── Excerpted text ──
14. You are a computer forensic examiner and need to search for the name of a suspect in an EnCase evidence file. You enter the name of the suspect into the EnCase keyword interface as John Doe. What search hits will be found with this search term with the default settings? (Choose all that apply.)

A. John Doe

B. John D.

C. john doe

D. John.Doe

15. You are a computer forensic examiner and need to determine whether any Microsoft Office documents have been renamed with image extensions to obscure their presence. What EnCase process would you use to find such files?

A. File signature analysis

B. Recover Folders feature

C. File content search

D. File hash analysis

16. You are a computer forensic examiner and want to reduce the number of files required for examination by identifying and filtering out known good or system files. What EnCase process would you use to identify such files?

A. File signature analysis

B. Recover Folders feature

C. File content search

D. File hash analysis

17. You are a computer forensic examiner and want to determine whether a user has opened or double-clicked a file. What folder would you look in for an operating system artifact for this user activity?

A. Temp

B. Recent

C. Cookies

D. Desktop

18. You are a computer forensic examiner and want to determine when a user deleted a file contained in a Windows 7 Recycle Bin. In what file is the date and time information about the file deletion contained?

A. $R0F5B7C.docx

B. $I0F5B7C.docx

C. INFO2

D. deleted.ini

19. You are a computer forensic examiner and want to determine how many times a program was executed. Where would you find information?
───
▶ **What you need to do**:
A. Copy the forensics quiz word for word, starting at "16. You are" and ending at "this user activity?".
B. Pick up the forensics quiz where it stops and keep writing it.
── Record set ──
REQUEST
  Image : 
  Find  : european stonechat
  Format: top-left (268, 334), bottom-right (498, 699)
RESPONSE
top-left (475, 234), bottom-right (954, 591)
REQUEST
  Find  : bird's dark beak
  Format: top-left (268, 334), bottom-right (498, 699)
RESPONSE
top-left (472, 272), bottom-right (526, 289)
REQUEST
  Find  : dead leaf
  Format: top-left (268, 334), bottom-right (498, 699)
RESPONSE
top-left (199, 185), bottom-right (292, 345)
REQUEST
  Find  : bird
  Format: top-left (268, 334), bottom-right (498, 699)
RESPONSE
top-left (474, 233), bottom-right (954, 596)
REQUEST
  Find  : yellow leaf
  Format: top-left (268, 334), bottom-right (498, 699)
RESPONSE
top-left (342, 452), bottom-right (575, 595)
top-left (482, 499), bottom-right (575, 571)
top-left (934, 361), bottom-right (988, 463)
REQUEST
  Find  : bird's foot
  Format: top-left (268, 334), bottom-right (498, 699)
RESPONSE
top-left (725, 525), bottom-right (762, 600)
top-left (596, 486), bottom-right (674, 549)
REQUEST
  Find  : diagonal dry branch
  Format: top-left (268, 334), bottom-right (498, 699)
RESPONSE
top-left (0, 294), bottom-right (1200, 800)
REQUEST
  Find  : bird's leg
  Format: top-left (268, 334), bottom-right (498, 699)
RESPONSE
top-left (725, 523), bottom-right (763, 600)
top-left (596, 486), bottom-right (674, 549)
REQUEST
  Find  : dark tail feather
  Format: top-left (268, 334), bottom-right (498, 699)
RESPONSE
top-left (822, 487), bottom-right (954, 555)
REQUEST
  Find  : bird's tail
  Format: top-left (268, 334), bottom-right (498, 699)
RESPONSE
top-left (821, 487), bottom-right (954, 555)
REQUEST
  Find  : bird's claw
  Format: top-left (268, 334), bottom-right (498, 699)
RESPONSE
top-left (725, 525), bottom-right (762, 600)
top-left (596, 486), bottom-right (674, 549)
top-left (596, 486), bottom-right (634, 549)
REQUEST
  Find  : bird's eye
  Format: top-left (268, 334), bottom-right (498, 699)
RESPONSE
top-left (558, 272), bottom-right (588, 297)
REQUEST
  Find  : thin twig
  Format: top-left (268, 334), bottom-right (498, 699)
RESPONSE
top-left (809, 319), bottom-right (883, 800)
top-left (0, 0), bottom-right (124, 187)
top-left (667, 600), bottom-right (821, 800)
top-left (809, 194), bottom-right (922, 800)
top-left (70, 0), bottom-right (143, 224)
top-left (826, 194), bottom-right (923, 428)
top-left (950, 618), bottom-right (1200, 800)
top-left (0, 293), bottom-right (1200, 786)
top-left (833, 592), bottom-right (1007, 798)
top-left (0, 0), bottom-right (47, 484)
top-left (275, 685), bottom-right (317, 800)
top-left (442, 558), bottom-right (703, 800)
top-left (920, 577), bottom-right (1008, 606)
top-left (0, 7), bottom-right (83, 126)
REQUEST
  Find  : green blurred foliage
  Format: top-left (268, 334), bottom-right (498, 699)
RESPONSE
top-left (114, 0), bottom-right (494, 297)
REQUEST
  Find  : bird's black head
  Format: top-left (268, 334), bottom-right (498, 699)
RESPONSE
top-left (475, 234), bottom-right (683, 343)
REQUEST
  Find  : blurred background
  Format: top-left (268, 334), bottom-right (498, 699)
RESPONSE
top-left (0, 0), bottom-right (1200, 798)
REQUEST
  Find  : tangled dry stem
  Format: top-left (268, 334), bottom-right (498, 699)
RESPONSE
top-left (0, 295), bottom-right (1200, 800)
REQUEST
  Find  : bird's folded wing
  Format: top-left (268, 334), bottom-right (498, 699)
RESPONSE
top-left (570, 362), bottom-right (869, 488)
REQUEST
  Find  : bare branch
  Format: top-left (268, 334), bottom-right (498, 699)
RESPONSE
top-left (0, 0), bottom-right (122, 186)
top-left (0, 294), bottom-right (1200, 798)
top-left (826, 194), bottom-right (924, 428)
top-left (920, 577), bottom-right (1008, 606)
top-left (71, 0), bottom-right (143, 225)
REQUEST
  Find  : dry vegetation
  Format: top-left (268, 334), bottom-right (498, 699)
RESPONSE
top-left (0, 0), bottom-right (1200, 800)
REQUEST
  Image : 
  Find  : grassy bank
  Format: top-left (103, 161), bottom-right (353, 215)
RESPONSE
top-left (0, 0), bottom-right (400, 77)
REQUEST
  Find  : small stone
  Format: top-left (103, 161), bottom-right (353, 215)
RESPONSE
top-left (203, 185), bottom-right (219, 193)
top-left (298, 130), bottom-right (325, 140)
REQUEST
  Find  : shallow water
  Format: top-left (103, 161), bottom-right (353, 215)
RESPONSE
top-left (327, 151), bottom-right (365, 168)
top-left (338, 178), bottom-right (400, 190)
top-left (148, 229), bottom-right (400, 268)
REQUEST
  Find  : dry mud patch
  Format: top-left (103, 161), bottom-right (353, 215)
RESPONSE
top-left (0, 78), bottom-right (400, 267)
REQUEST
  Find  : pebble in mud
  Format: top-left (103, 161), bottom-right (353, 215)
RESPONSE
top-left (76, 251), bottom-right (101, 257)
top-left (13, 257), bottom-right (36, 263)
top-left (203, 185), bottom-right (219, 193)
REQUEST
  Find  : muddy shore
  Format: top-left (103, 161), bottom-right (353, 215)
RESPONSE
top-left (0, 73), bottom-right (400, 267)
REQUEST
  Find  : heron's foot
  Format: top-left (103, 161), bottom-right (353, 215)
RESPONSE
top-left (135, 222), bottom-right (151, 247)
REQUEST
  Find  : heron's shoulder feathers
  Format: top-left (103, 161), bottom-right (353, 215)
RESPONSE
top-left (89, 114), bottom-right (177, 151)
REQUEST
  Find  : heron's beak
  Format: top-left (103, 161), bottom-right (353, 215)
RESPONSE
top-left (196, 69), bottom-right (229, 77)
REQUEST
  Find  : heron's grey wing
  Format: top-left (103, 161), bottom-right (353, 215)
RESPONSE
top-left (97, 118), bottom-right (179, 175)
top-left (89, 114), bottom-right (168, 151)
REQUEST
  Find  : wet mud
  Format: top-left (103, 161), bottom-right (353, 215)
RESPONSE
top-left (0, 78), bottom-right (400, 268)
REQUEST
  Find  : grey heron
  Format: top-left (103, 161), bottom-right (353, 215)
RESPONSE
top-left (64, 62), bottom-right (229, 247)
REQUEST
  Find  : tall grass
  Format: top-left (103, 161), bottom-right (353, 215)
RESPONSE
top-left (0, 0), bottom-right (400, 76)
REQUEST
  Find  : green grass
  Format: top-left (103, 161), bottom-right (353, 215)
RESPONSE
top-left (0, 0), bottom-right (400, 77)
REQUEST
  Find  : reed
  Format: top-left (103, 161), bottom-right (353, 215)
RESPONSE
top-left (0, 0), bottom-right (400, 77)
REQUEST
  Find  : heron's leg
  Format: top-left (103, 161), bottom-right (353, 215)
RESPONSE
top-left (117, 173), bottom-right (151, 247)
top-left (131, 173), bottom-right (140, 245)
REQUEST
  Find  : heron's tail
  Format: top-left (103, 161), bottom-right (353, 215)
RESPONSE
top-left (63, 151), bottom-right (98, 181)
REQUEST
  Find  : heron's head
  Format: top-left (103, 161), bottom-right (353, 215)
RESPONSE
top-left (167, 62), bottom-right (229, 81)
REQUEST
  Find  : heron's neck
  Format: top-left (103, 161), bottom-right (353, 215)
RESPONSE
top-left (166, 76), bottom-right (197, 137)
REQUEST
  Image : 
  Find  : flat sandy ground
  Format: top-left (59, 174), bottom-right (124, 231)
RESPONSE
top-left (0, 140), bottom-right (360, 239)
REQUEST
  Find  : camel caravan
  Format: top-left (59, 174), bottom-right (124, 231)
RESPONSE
───
▶ **Replies**:
A.
16. You are a computer forensic examiner and want to reduce the number of files required for examination by identifying and filtering out known good or system files. What EnCase process would you use to identify such files?

A. File signature analysis

B. Recover Folders feature

C. File content search

D. File hash analysis

17. You are a computer forensic examiner and want to determine whether a user has opened or double-clicked a file. What folder would you look in for an operating system artifact for this user activity?

B.
A. Temp folder

B. Registry

C. Recycle Bin

D. Program Files

20. You are a computer forensic examiner and want to examine any email sent and received by the user of the computer system under investigation. What email formats are supported by EnCase? (Choose all that apply.)

A. Outlook PSTs

B. Outlook Express

C. America Online

D. MBOX

E. Lotus Notes NSF

F. Microsoft Exchange EDB

Answers to Assessment Test

1. C. The hard drive is the main storage media for most computer systems; it holds the boot files, operating system files, programs, and data, and it will be the primary source of evidence during a forensic examination of a computer system. See Chapter 1 for more information.

2. B. A file system is nothing more than system or method of storing and retrieving data on a computer system that allows for a hierarchy of directories, subdirectories, and files. It is contained within a partition on the media. File systems are the management tools for storing and retrieving data in a partition. Some operating systems require certain file systems for them to function. Windows needs a FAT or NTFS file system, depending on its flavor or version, and won’t recognize or mount other systems with its own native operating system. See Chapter 1 for more information.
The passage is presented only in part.